AIM OF THE EXERCISE –
Copy word for word from the passage below on Turkish activists, starting at the words "In addition to" and ending after the words "dangerous and difficult.".

SOURCE –
________________

In addition to feminist and LGBTQ activists, the “Academics for Peace”

network and other professional solidarity networks modeled on the academic advocacy group, have taken a lead in challenging President Erdoğan‟s increasing authoritarianism, the government‟s growing social conservatism, especially in relation to gender norms and sexuality, as well as its brutal crackdown on Kurdish communities. However, the most recent crackdown following the failed military coup in July 2016, has led to an even more extreme politically authoritarian and socially conservative context in which dissent, critique and the support of women and ethnic, religious and sexual minorities has become extremely dangerous and difficult.

________________

EXTRACTED RECORDS –
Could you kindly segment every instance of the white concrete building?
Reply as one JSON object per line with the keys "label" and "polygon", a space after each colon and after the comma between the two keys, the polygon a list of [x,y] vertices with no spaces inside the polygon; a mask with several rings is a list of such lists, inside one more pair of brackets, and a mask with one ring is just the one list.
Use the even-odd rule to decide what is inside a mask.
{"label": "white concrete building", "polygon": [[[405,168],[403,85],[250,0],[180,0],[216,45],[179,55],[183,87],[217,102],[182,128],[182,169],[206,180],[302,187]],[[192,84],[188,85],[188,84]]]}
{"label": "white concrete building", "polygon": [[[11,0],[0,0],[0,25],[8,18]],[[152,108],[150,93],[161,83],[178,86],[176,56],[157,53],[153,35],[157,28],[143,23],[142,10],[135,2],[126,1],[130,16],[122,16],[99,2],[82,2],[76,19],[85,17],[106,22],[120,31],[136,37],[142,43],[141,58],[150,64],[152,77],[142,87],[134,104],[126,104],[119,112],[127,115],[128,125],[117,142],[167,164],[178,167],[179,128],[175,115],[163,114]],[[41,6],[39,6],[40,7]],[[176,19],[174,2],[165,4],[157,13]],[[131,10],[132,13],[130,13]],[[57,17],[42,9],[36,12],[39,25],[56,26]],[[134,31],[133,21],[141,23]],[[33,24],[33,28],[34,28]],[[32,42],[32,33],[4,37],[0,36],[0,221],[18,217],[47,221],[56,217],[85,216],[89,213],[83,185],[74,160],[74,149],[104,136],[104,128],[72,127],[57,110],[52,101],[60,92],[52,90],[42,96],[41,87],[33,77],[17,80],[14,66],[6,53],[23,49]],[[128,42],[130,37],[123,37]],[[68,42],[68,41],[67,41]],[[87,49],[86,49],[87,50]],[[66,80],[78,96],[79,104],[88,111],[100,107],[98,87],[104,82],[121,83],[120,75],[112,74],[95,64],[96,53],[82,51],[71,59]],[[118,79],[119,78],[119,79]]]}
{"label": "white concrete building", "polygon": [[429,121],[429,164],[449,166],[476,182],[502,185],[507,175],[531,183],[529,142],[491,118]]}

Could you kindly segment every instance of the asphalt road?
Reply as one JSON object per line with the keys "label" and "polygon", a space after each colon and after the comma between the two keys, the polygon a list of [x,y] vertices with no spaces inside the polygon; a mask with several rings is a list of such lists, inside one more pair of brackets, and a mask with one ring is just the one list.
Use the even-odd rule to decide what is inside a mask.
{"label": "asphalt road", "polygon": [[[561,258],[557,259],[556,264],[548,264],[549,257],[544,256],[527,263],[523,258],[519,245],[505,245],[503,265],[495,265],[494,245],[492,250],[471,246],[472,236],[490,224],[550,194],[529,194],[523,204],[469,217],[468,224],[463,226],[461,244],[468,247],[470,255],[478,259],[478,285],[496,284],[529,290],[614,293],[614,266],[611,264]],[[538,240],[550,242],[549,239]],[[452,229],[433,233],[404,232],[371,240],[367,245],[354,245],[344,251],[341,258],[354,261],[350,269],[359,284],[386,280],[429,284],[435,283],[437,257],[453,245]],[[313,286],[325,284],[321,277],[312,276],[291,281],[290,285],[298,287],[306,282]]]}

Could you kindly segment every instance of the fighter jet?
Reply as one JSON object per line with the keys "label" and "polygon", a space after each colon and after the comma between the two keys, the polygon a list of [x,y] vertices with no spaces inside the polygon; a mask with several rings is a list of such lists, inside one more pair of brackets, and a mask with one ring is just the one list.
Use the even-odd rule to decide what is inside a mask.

________________

RESPONSE –
In addition to feminist and LGBTQ activists, the “Academics for Peace”

network and other professional solidarity networks modeled on the academic advocacy group, have taken a lead in challenging President Erdoğan‟s increasing authoritarianism, the government‟s growing social conservatism, especially in relation to gender norms and sexuality, as well as its brutal crackdown on Kurdish communities. However, the most recent crackdown following the failed military coup in July 2016, has led to an even more extreme politically authoritarian and socially conservative context in which dissent, critique and the support of women and ethnic, religious and sexual minorities has become extremely dangerous and difficult.